─── Source extract ───

Plant scientist Joanne Chory has $3 million more than she did last week.
On Sunday December 3rd, Chory was awarded one of the prestigious 2018 Breakthrough Prizes in life sciences, an award given out annually to scientists by Silicon Valley tycoons including Google co-founder Sergey Brin and Facebook creator Mark Zuckerberg. The team characterizes the awards as the “Oscars of science,” and started giving them in 2012 to applaud scientific advances in life sciences, fundamental physics, and math.
Chory won the prize for the research she’s done for the past 30 years to find new ways to grow heartier plants.
But she is now shifting gears to engineer a leafy green that could both feed the planet and suck carbon dioxide out of the air to curb climate change. Chory hopes that one day, this drought and flood-resistant crop can be grown as food while sequestering 20 times more carbon than today’s perennial grasses. It may taste like a chickpea, she said.
Chory estimates it will take roughly ten years and $50 million dollars to make the protein-rich plant a reality. But the clock is ticking: most estimates suggest by the end of this century, the Earth is on track to be at least 3.6 degrees Fahrenheit warmer than pre-industrial levels.

─── Supplied records ───

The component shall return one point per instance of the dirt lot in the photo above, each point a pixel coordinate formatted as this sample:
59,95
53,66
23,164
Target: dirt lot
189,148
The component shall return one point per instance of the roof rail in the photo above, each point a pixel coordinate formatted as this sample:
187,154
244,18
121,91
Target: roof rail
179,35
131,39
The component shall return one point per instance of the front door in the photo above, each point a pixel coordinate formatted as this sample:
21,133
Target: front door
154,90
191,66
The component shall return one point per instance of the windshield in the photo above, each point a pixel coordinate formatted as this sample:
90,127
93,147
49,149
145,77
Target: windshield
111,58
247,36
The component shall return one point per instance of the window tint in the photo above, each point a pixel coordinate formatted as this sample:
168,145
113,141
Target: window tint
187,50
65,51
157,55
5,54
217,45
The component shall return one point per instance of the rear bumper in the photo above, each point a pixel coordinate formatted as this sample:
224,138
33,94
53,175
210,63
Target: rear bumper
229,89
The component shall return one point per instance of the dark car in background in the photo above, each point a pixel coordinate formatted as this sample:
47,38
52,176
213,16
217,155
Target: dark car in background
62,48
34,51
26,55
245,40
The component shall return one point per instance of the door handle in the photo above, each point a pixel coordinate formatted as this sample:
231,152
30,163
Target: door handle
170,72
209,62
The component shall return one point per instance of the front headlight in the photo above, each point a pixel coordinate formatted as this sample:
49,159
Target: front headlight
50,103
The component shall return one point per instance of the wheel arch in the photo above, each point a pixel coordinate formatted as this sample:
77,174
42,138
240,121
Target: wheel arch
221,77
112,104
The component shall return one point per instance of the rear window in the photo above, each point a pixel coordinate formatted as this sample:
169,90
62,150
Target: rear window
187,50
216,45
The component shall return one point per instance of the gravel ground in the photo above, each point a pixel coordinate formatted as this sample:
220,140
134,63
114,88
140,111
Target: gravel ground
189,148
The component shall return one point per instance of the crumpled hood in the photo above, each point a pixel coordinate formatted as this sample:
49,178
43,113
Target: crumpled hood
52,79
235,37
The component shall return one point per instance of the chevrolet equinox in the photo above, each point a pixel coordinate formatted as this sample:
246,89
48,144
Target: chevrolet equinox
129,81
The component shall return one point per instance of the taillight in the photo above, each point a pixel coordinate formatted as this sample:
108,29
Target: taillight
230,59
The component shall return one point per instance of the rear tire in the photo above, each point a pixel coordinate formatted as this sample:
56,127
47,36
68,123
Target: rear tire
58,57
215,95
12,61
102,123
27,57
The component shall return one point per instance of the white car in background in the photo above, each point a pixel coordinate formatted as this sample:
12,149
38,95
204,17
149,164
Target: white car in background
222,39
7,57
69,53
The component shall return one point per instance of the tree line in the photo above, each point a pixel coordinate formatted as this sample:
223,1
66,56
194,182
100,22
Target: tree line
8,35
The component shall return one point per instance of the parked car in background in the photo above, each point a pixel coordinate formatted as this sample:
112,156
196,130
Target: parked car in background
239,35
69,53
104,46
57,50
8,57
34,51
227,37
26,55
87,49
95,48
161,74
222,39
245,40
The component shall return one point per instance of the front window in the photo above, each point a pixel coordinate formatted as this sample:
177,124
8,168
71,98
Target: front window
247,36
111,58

───
─── Supplied records ───

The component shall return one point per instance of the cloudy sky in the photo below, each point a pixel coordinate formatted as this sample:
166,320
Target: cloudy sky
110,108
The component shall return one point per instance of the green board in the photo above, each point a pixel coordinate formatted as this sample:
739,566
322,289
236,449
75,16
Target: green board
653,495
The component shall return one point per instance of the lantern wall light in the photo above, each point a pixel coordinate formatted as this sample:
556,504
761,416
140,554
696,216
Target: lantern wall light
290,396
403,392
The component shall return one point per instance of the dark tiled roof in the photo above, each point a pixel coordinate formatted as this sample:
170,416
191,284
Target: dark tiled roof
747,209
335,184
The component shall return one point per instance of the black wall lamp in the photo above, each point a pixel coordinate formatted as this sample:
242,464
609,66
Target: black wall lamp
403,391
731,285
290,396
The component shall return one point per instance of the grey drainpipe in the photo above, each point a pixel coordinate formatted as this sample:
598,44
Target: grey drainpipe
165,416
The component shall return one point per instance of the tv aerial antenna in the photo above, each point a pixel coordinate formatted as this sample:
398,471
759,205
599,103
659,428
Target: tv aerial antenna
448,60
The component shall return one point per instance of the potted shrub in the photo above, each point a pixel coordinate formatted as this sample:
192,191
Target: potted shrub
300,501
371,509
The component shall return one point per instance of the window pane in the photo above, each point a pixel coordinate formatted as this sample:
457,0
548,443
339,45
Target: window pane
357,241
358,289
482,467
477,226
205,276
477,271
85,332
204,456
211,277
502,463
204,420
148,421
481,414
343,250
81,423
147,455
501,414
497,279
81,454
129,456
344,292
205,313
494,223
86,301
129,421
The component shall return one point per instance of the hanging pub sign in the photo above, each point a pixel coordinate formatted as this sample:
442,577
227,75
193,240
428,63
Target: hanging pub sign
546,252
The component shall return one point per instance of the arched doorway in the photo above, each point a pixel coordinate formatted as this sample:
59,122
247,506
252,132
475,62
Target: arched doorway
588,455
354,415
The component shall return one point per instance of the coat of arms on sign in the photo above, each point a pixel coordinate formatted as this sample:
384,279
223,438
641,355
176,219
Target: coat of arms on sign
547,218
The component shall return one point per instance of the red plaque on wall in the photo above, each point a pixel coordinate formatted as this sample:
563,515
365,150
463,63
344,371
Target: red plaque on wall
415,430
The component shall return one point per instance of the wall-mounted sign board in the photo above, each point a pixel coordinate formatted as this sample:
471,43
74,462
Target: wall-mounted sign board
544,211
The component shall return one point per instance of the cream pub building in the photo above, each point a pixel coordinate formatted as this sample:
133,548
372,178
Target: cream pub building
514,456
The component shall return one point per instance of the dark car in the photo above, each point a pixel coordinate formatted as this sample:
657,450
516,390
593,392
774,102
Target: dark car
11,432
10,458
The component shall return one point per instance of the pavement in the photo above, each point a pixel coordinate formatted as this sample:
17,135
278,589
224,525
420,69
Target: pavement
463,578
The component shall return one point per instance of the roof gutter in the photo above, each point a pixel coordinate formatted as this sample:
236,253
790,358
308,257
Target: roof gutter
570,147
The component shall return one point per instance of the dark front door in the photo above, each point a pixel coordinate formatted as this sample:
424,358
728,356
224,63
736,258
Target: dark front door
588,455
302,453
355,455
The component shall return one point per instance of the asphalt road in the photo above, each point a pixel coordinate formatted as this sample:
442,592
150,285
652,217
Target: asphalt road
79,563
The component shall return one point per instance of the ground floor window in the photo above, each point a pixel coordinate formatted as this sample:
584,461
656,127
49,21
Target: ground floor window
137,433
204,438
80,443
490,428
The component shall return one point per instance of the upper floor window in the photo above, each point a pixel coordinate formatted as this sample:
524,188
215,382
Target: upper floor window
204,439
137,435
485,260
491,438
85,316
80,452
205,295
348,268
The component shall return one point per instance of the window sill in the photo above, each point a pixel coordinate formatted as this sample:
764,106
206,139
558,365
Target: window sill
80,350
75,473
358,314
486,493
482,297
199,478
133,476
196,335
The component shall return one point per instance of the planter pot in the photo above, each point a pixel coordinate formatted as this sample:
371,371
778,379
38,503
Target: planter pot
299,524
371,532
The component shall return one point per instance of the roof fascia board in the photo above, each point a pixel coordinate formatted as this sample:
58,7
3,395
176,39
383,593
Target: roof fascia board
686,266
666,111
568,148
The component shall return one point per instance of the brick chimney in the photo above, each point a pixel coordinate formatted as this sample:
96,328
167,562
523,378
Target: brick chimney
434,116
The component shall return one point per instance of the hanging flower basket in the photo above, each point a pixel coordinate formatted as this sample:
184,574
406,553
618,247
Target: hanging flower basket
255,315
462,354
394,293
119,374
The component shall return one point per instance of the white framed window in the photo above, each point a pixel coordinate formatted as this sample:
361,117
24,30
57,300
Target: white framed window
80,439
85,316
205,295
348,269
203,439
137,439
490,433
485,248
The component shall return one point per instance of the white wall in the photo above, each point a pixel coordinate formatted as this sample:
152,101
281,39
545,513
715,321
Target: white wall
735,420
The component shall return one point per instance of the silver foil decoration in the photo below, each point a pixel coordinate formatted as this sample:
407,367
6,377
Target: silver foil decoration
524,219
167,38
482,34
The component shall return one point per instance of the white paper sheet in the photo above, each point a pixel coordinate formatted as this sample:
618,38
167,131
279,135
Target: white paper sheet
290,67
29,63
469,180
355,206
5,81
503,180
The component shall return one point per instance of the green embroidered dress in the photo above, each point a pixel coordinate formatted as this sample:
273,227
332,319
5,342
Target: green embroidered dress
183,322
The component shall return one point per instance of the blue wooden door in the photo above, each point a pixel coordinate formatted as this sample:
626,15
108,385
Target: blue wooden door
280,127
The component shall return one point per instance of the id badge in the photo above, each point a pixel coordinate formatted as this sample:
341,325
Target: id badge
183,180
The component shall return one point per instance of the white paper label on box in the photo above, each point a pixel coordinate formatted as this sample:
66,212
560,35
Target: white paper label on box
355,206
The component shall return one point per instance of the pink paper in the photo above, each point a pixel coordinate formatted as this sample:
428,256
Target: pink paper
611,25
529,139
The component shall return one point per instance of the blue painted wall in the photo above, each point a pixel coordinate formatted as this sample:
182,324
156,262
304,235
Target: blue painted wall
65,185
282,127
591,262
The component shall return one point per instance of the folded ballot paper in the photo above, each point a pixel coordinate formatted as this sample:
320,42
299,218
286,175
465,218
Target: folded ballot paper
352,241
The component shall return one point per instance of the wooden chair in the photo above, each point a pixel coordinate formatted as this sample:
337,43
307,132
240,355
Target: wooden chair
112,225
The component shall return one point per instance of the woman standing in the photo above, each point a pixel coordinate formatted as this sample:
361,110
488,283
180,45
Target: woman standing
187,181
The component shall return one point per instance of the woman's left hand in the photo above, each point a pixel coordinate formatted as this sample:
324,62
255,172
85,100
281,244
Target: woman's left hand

───

(What you are asked to do): From the article about Joanne Chory's prize, reproduce word for word the passage starting with "On Sunday December" and going on through "chickpea, she said.". Rely only on the article about Joanne Chory's prize.

(Solution to the exercise):
On Sunday December 3rd, Chory was awarded one of the prestigious 2018 Breakthrough Prizes in life sciences, an award given out annually to scientists by Silicon Valley tycoons including Google co-founder Sergey Brin and Facebook creator Mark Zuckerberg. The team characterizes the awards as the “Oscars of science,” and started giving them in 2012 to applaud scientific advances in life sciences, fundamental physics, and math.
Chory won the prize for the research she’s done for the past 30 years to find new ways to grow heartier plants.
But she is now shifting gears to engineer a leafy green that could both feed the planet and suck carbon dioxide out of the air to curb climate change. Chory hopes that one day, this drought and flood-resistant crop can be grown as food while sequestering 20 times more carbon than today’s perennial grasses. It may taste like a chickpea, she said.